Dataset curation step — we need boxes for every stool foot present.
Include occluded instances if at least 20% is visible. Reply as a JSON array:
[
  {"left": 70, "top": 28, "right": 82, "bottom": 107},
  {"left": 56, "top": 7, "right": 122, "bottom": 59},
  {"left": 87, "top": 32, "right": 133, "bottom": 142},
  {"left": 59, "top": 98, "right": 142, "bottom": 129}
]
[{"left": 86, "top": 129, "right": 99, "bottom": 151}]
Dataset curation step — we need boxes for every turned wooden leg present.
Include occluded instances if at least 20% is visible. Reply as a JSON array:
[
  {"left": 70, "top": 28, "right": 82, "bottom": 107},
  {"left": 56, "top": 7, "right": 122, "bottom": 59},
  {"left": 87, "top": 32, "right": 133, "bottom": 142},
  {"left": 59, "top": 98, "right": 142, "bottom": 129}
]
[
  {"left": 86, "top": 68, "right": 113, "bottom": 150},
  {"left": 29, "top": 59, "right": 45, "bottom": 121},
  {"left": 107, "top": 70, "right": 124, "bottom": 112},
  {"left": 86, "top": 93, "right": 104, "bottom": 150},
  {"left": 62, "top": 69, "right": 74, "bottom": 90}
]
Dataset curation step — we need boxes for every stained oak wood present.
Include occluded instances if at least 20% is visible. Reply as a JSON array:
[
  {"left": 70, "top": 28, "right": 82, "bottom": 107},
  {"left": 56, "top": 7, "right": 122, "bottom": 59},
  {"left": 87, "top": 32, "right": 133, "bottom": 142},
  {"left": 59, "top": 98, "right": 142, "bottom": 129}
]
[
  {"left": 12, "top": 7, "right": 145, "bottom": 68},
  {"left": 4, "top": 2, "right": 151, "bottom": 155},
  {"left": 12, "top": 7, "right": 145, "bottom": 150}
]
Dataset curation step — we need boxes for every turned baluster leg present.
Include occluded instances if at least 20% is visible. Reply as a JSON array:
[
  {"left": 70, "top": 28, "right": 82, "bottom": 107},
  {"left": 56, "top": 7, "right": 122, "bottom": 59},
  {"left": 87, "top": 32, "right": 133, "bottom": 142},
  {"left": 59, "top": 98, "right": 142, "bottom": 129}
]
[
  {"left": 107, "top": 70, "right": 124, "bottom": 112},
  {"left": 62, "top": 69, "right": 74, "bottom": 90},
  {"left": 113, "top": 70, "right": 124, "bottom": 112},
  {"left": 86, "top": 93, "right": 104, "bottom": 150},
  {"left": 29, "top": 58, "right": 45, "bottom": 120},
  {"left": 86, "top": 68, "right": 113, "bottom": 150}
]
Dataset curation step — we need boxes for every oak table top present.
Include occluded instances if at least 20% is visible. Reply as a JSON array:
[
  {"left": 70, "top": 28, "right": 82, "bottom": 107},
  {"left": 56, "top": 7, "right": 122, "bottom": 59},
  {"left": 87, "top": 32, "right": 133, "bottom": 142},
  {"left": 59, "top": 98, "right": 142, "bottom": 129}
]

■ ■ ■ ■ ■

Write out every one of the lines above again, word for word and in the same order, changing nothing.

- PROBLEM SOLUTION
Dataset curation step — we need boxes for every stool foot present.
Include occluded instances if at least 20% is visible. Reply as a JSON array:
[
  {"left": 70, "top": 28, "right": 82, "bottom": 107},
  {"left": 56, "top": 7, "right": 122, "bottom": 59},
  {"left": 87, "top": 32, "right": 133, "bottom": 142},
  {"left": 59, "top": 98, "right": 142, "bottom": 129}
]
[{"left": 86, "top": 129, "right": 99, "bottom": 151}]
Dataset curation step — we need boxes for every turned wooden leg present.
Include occluded instances if at least 20% is visible. Reply as a JSON array:
[
  {"left": 70, "top": 28, "right": 82, "bottom": 107},
  {"left": 56, "top": 7, "right": 122, "bottom": 59},
  {"left": 87, "top": 32, "right": 133, "bottom": 142},
  {"left": 59, "top": 98, "right": 142, "bottom": 129}
]
[
  {"left": 86, "top": 68, "right": 113, "bottom": 150},
  {"left": 29, "top": 59, "right": 45, "bottom": 121},
  {"left": 107, "top": 70, "right": 124, "bottom": 112},
  {"left": 86, "top": 93, "right": 104, "bottom": 150},
  {"left": 62, "top": 69, "right": 74, "bottom": 90}
]
Dataset curation step — we need boxes for every stained oak wood present.
Include occluded instances if at least 20% is visible. Reply as a JSON array:
[
  {"left": 70, "top": 28, "right": 82, "bottom": 107},
  {"left": 56, "top": 7, "right": 122, "bottom": 59},
  {"left": 87, "top": 32, "right": 133, "bottom": 142},
  {"left": 59, "top": 98, "right": 142, "bottom": 129}
]
[
  {"left": 12, "top": 7, "right": 145, "bottom": 68},
  {"left": 4, "top": 2, "right": 151, "bottom": 155},
  {"left": 12, "top": 7, "right": 145, "bottom": 150}
]
Dataset curation step — we need boxes for every turned baluster leg present.
Include occluded instances if at least 20% is visible. Reply as a JSON array:
[
  {"left": 70, "top": 28, "right": 82, "bottom": 107},
  {"left": 56, "top": 7, "right": 122, "bottom": 59},
  {"left": 87, "top": 32, "right": 133, "bottom": 142},
  {"left": 59, "top": 98, "right": 142, "bottom": 129}
]
[
  {"left": 107, "top": 70, "right": 124, "bottom": 112},
  {"left": 62, "top": 69, "right": 74, "bottom": 90},
  {"left": 113, "top": 70, "right": 124, "bottom": 112},
  {"left": 86, "top": 93, "right": 104, "bottom": 150},
  {"left": 29, "top": 58, "right": 45, "bottom": 120},
  {"left": 86, "top": 68, "right": 113, "bottom": 150}
]
Dataset curation step — we need boxes for every oak table top present.
Include occluded instances if at least 20% is visible. Reply as a JSON array:
[
  {"left": 70, "top": 28, "right": 82, "bottom": 107},
  {"left": 56, "top": 7, "right": 122, "bottom": 59},
  {"left": 87, "top": 32, "right": 133, "bottom": 142},
  {"left": 59, "top": 98, "right": 142, "bottom": 129}
]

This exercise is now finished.